### [Object pointing dataset records]
════════════════════
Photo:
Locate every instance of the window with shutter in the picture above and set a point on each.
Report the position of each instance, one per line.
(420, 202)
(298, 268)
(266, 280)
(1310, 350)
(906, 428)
════════════════════
### [Exercise]
Write out all of the lines in the material above word for word, with nothing changed.

### [Complete response]
Photo:
Locate every instance of the window with shutter in the picture above and set a point on each.
Report the position of each instance, one per line.
(420, 202)
(298, 268)
(266, 280)
(1310, 350)
(906, 428)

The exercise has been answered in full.